### DOCUMENT EXTRACT
++++++

We use the OpenAI-compatible chat completions interface through the VLM Run SDK.


In [3]:
// Initialize the VLM Run client using the SDK
const client = new VlmRun({
    apiKey: VLMRUN_API_KEY,
    baseURL: "https://agent.vlm.run/v1"  // Use the agent API endpoint
});

console.log("✓ VLM Run client initialized successfully!");
console.log("Base URL: https://agent.vlm.run/v1");
console.log("Model: vlmrun-orion-1");


✓ VLM Run client initialized successfully!
Base URL: https://agent.vlm.run/v1
Model: vlmrun-orion-1


## Response Models (Schemas)

We define Zod schemas for structured outputs. These schemas provide type-safe, validated responses.


In [4]:
// 3D Reconstruction Response Schema
const Recon3DResponseSchema = z.object({
    recon_path: z.string().describe("Pre-signed URL to the 3D reconstruction file (PLY format)")
});

console.log("✓ Response schemas defined successfully!");
console.log("Schemas include type-safe validation for structured outputs.");


✓ Response schemas defined successfully!
Schemas include type-safe validation for structured outputs.


## Helper Functions

We create helper functions to simplify making chat completion requests and working with 3D reconstruction files.


In [5]:
/**
 * Make a chat completion request with optional images/video and structured output.
 * 
 * @param prompt - The text prompt/instruction
 * @param images - Optional list of images to process (URLs)
 * @param video - Optional video URL to process
 * @param responseSchema - Optional Zod schema for structured output
 * @param model - Model to use (default: vlmrun-orion-1:auto)
 * @returns Parsed response if responseSchema provided, else raw response text
 */
async function chatCompletion(
    prompt,
    images,
    video,
    responseSchema,
    model = "vlmrun-orion-1:auto"

++++++

### DATA LISTING
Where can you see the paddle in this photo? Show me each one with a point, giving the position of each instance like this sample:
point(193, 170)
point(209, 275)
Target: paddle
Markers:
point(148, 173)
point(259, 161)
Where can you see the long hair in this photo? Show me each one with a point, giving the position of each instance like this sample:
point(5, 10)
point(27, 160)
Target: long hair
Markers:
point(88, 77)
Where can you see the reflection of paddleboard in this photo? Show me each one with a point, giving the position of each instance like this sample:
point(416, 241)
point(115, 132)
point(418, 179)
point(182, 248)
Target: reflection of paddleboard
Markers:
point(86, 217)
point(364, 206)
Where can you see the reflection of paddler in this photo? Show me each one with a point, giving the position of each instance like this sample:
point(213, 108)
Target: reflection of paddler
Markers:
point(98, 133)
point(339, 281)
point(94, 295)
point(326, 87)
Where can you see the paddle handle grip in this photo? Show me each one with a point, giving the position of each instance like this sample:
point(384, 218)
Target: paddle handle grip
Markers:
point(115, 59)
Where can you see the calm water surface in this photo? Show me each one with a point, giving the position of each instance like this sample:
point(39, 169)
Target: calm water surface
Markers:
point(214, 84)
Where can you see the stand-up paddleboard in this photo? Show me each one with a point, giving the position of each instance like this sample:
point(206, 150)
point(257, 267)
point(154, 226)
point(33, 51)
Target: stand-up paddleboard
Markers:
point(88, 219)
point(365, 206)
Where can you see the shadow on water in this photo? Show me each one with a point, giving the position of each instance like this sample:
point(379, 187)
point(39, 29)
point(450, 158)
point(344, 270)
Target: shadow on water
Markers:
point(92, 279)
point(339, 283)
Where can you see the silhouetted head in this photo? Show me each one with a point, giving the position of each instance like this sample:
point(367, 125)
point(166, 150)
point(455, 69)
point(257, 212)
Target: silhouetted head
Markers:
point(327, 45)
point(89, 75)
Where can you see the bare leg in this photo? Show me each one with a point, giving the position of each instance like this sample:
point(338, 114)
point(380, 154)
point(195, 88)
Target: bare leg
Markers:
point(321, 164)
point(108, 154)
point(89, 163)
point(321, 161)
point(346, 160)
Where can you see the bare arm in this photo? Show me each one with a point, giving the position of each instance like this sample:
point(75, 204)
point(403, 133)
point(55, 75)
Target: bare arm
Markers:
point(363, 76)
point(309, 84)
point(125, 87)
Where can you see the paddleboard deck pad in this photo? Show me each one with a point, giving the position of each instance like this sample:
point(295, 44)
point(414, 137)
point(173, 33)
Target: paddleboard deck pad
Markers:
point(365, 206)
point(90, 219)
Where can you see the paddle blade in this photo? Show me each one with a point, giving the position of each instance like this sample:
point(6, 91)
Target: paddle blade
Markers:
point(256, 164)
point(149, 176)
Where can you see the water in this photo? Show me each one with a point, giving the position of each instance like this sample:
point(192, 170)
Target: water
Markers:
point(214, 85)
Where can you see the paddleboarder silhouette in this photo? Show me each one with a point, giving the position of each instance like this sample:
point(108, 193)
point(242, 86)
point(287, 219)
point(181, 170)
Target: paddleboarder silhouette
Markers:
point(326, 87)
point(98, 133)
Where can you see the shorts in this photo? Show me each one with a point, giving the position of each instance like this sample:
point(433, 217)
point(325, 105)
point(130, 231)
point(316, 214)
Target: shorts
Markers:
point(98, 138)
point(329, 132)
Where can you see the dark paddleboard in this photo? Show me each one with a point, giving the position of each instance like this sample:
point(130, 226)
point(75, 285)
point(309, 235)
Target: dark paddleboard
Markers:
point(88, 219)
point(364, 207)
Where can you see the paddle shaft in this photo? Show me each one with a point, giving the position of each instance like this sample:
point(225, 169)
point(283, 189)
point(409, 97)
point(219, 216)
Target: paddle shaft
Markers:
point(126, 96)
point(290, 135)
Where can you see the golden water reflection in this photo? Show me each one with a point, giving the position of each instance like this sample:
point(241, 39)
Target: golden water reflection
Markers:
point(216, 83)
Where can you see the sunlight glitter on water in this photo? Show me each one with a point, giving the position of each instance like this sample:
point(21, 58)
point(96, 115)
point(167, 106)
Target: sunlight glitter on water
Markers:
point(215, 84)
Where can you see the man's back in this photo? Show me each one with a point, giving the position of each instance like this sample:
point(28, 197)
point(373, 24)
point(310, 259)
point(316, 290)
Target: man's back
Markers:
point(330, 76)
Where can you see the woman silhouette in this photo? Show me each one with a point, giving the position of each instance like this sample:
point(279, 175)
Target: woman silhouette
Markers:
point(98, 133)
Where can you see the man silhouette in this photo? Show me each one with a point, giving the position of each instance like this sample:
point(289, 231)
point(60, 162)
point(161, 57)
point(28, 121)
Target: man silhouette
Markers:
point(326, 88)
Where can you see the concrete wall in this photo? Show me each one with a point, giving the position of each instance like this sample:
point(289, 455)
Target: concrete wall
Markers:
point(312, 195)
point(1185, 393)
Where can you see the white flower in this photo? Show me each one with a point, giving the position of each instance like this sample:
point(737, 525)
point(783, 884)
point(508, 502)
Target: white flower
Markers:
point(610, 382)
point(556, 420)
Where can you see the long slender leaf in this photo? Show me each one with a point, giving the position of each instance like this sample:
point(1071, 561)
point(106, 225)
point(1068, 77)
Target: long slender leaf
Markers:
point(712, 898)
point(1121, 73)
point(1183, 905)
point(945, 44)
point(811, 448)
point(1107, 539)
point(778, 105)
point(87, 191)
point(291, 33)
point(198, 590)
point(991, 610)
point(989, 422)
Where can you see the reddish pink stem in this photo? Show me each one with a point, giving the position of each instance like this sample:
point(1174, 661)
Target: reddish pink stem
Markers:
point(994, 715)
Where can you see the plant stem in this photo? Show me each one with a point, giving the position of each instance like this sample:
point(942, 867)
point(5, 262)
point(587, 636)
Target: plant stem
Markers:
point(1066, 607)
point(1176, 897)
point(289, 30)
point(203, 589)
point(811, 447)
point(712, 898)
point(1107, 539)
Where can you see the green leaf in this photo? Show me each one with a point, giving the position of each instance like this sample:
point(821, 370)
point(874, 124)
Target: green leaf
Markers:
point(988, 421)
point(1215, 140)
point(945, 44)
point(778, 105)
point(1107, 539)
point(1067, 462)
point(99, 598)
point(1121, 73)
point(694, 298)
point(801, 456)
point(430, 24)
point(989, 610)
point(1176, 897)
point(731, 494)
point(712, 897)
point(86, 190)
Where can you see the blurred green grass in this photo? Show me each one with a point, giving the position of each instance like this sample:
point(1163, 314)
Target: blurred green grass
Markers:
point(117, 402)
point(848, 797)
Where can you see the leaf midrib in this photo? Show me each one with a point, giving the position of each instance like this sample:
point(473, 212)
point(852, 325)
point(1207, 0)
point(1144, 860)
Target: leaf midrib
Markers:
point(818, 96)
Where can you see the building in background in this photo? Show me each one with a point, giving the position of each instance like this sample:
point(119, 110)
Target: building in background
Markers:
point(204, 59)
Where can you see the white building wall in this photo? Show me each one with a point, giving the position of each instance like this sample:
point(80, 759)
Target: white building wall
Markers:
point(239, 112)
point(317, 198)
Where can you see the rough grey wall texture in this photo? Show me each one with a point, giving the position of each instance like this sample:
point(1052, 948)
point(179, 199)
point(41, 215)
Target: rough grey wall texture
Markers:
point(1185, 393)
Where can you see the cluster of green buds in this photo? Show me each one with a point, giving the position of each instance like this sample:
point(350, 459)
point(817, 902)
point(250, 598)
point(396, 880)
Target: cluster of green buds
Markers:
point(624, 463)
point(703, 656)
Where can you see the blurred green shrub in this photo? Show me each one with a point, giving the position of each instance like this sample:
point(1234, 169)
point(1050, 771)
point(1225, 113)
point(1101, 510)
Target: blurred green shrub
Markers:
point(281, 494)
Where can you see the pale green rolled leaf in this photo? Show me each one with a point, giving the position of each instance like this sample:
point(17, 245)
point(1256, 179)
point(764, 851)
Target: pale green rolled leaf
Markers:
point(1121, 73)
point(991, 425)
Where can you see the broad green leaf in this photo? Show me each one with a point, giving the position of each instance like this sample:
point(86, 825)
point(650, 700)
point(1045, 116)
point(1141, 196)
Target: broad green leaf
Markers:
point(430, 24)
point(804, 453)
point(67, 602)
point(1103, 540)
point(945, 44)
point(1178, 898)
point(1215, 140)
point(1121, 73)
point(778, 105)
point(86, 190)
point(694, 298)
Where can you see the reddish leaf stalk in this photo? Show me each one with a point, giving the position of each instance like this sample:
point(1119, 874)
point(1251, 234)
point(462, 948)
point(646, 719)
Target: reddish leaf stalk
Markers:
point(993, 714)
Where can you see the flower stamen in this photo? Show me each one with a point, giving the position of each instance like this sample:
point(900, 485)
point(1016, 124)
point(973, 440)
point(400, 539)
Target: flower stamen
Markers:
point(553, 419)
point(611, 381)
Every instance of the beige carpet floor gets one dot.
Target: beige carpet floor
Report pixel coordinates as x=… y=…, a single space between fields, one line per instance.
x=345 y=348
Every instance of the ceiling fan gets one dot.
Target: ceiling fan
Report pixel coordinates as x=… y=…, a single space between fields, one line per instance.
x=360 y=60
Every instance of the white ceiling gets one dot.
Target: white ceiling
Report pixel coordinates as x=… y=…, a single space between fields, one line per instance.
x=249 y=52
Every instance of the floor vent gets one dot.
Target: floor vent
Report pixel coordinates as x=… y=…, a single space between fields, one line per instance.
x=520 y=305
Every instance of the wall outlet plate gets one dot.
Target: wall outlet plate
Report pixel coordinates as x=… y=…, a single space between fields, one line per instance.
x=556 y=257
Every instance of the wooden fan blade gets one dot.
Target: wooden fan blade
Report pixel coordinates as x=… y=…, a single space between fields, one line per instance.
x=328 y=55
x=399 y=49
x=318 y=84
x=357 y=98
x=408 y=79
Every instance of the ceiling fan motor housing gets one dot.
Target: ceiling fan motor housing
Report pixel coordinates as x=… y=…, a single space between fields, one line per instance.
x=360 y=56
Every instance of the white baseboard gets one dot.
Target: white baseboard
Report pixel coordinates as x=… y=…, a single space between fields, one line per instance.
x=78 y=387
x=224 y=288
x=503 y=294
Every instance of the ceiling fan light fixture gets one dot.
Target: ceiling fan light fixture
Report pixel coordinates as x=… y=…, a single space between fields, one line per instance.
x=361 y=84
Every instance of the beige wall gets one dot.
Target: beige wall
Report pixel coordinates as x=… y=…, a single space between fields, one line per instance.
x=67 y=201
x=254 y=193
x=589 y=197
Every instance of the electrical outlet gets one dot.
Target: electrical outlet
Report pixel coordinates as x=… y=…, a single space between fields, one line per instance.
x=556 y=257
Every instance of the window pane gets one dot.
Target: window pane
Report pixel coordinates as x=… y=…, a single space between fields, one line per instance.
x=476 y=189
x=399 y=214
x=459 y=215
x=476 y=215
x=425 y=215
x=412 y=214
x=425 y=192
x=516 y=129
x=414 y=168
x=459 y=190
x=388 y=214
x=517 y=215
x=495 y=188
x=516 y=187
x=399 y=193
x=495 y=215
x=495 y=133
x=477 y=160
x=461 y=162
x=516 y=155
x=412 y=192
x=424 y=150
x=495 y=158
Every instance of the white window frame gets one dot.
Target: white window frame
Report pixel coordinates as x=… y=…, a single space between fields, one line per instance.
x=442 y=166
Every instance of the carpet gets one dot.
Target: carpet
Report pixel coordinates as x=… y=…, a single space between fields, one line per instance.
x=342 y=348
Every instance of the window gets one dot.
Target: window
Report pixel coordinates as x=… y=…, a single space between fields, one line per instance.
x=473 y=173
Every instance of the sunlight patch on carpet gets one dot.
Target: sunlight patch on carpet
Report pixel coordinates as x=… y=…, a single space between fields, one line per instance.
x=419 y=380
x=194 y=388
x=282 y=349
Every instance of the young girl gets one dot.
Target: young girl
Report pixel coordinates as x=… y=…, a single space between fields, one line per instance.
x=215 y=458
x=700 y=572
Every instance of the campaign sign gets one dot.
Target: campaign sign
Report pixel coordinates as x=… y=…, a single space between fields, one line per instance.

++++++

### CHECK YOUR UNDERSTANDING
1) According to the VLM Run excerpt, in what format is the 3D reconstruction file?
2) List every parameter documented with @param for the chatCompletion function in the VLM Run excerpt.
3) Repeat word for word the stretch of the VLM Run excerpt from "## Helper Functions" through "to process (URLs)".
You can complete the work without the lines.

### SOLUTIONS FOR EACH TASK
1) PLY format.

2) prompt, images, video, responseSchema, model

3)
## Helper Functions

We create helper functions to simplify making chat completion requests and working with 3D reconstruction files.


In [5]:
/**
 * Make a chat completion request with optional images/video and structured output.
 * 
 * @param prompt - The text prompt/instruction
 * @param images - Optional list of images to process (URLs)